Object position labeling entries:
##########

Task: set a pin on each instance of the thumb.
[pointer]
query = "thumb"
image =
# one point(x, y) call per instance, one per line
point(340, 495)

##########

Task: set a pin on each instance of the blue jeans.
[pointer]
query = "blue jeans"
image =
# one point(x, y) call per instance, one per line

##########

**To do:**
Repeat everything from the line containing "Task: set a pin on each instance of the thumb." down to the line containing "point(340, 495)", switching "thumb" to "index finger" and changing nothing else.

**Task answer:**
Task: set a pin on each instance of the index finger.
[pointer]
query = "index finger"
image =
# one point(x, y) call per instance, one per line
point(340, 495)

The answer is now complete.